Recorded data
# # #
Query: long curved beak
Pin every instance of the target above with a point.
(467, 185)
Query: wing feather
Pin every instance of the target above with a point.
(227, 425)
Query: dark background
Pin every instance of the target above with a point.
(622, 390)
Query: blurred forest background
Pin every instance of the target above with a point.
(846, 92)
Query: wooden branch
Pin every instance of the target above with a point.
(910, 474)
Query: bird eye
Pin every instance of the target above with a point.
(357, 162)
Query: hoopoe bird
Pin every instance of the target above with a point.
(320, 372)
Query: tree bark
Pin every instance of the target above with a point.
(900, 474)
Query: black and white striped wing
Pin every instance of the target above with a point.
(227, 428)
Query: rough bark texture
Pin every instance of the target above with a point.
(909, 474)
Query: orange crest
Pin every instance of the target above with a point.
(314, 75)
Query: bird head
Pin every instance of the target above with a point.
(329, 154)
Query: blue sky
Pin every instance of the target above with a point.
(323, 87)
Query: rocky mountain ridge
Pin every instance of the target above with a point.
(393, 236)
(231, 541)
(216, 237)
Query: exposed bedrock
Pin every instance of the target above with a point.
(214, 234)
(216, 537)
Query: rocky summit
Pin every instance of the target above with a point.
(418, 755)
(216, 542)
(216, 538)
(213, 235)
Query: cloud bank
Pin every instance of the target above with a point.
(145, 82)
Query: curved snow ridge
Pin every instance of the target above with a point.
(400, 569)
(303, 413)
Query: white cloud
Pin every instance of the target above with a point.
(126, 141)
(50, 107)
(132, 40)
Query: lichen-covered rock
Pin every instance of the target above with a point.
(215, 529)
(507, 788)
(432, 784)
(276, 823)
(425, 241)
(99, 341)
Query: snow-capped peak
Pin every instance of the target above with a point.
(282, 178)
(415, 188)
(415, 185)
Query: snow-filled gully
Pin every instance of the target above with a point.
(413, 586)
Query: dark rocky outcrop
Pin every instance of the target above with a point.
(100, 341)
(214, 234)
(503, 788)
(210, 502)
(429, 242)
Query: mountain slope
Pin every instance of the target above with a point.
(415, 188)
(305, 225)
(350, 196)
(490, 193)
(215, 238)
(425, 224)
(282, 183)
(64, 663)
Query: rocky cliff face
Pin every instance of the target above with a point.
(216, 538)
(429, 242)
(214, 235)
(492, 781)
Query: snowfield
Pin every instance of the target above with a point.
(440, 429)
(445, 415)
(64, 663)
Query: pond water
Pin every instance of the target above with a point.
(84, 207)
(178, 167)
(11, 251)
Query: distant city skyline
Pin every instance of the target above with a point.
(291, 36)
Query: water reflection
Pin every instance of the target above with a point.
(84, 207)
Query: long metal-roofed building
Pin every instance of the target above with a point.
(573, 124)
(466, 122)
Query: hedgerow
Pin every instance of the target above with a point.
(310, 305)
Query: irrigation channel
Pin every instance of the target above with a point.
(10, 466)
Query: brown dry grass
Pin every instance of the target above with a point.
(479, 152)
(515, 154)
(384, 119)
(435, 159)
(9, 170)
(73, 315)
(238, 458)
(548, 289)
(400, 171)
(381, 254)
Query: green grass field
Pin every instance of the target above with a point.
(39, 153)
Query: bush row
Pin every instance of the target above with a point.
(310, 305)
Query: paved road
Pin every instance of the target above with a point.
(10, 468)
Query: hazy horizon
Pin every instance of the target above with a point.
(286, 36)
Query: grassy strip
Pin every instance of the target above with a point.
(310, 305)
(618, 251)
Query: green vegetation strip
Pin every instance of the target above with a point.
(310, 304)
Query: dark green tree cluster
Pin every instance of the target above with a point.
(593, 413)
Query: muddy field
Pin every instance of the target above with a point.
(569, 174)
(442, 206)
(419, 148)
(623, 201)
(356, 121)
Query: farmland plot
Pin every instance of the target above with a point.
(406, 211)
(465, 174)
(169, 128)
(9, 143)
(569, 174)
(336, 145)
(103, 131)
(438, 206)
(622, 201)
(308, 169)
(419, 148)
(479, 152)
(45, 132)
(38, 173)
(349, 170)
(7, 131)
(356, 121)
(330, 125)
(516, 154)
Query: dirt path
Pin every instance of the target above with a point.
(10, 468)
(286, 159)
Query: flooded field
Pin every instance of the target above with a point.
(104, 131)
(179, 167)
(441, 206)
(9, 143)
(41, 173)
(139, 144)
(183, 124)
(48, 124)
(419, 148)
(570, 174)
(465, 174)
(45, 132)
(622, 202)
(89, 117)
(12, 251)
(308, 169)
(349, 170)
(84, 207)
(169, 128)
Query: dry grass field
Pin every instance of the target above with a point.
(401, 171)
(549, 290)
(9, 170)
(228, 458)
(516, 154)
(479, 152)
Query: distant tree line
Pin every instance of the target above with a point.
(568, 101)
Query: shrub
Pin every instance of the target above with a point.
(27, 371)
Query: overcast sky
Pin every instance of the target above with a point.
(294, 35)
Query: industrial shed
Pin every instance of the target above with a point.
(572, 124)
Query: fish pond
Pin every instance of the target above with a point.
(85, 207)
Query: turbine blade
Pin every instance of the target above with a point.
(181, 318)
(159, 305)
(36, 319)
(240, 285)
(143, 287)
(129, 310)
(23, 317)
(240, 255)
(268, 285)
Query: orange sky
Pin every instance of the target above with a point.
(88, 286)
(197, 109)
# # #
Task description – With the records above in view, retype each one exactly.

Answer space –
Query: long curved beak
Pin every instance of the target above with a point.
(467, 185)
Query: wing feather
Pin every instance of the target above with a point.
(227, 425)
Query: dark background
Pin every instance of the target above with a point.
(622, 390)
Query: blurred forest background
Pin every instance of the target above with a point.
(846, 92)
Query: wooden branch
Pin every instance of the target above with a point.
(910, 474)
Query: bird eye
Pin every instance of the target above with a point.
(357, 162)
Query: hoopoe bird
Pin every instance of the target above with a point.
(320, 372)
Query: tree bark
Pin every instance of the target above with a point.
(900, 474)
Query: black and white striped wing
Pin every instance of the target above with a point.
(227, 428)
Query: rough bark texture
Pin every instance of the target above with a point.
(909, 474)
Query: orange crest
Pin every instance of the target above with a point.
(314, 75)
Query: bird head
Pin every instance of the target above with a point.
(329, 154)
Query: blue sky
Pin every instance of the target above with a point.
(323, 87)
Query: rocky mountain ridge
Pin every instance of the target above with a point.
(393, 236)
(231, 541)
(216, 237)
Query: exposed bedrock
Pin every instance of the target above with a point.
(214, 234)
(216, 537)
Query: rocky summit
Pin every instance of the target above with a point.
(418, 755)
(216, 542)
(216, 538)
(213, 235)
Query: cloud bank
Pin every instance of the target above with a point.
(145, 82)
Query: curved snow ridge
Pin every instance of the target above with a point.
(400, 569)
(303, 413)
Query: white cloud
Pin every instance of the target above with a point.
(126, 141)
(50, 107)
(132, 40)
Query: lichen-covered rock
Pin every instance of the target above with a point.
(215, 529)
(507, 788)
(432, 784)
(276, 823)
(425, 241)
(99, 341)
Query: snow-capped peak
Pin every instance of the target above with a point.
(282, 178)
(415, 188)
(415, 185)
Query: snow-filled gully
Pin every instance of the target above with a point.
(413, 586)
Query: dark rocky outcrop
Pin every instance of the target above with a point.
(100, 341)
(214, 234)
(503, 788)
(210, 502)
(429, 242)
Query: mountain slope
Pin every instance of the target above with a point.
(415, 188)
(305, 225)
(350, 196)
(490, 193)
(215, 238)
(425, 224)
(282, 183)
(64, 663)
Query: rocky cliff face
Pin every instance of the target above with a point.
(216, 538)
(429, 242)
(214, 235)
(492, 781)
Query: snowfield
Pin every instance of the target above with a point.
(440, 429)
(445, 415)
(64, 663)
Query: pond water
Pin every instance of the target above with a point.
(84, 207)
(178, 167)
(11, 251)
Query: distant city skyline
Pin every instance of the target above with a point.
(291, 36)
Query: water reflection
Pin every instance of the target above with a point.
(84, 207)
Query: long metal-roofed building
Pin every instance of the target above with a point.
(573, 124)
(466, 122)
Query: hedgerow
Pin every instance of the target above with a point.
(310, 305)
Query: irrigation channel
Pin every instance of the target above with a point.
(10, 466)
Query: brown dry grass
Pin every instance of the target above with a point.
(479, 152)
(515, 154)
(384, 119)
(435, 159)
(9, 170)
(73, 315)
(238, 458)
(548, 289)
(400, 171)
(381, 254)
Query: green grass field
Pin every instance of the target above with a point.
(39, 153)
Query: bush row
Pin every instance of the target above with a point.
(310, 305)
Query: paved road
Pin every instance of the target above with a point.
(10, 468)
Query: hazy horizon
Pin every instance of the target above with a point.
(286, 36)
Query: grassy strip
Pin every instance of the target above with a point.
(310, 305)
(618, 251)
Query: green vegetation strip
Pin every instance of the target above with a point.
(310, 304)
Query: dark green tree cluster
Pin every instance of the target above with a point.
(593, 413)
Query: muddy field
Pin every instance of the target above with a point.
(569, 174)
(442, 206)
(419, 148)
(623, 201)
(356, 121)
Query: farmland plot
Pin every instance of the target above with a point.
(406, 211)
(465, 174)
(169, 128)
(9, 143)
(569, 174)
(336, 145)
(103, 131)
(438, 206)
(622, 201)
(308, 169)
(419, 148)
(479, 152)
(45, 132)
(38, 173)
(349, 170)
(7, 131)
(356, 121)
(330, 125)
(516, 154)
Query: dirt path
Pin every instance of the target above with a point.
(10, 468)
(286, 159)
Query: flooded field
Pin every instance of the target above with a point.
(104, 131)
(179, 167)
(441, 206)
(9, 143)
(41, 173)
(139, 144)
(183, 124)
(48, 124)
(419, 148)
(570, 174)
(465, 174)
(45, 132)
(622, 202)
(89, 117)
(12, 251)
(308, 169)
(349, 170)
(84, 207)
(169, 128)
Query: dry grass field
Pin every instance of the target above with a point.
(401, 171)
(549, 290)
(9, 170)
(228, 458)
(516, 154)
(479, 152)
Query: distant tree line
Pin every instance of the target above with a point.
(568, 101)
Query: shrub
Pin every instance of the target above with a point.
(27, 371)
Query: overcast sky
Pin every instance of the target above with a point.
(294, 35)
Query: industrial shed
Pin every instance of the target above with a point.
(572, 124)
Query: fish pond
Pin every instance of the target above with a point.
(85, 207)
Query: turbine blade
Pin every instance of the target above with a point.
(181, 318)
(159, 305)
(36, 319)
(240, 285)
(143, 287)
(129, 310)
(23, 317)
(240, 255)
(268, 285)
Query: orange sky
Pin every instance of the target above with a point.
(88, 286)
(197, 109)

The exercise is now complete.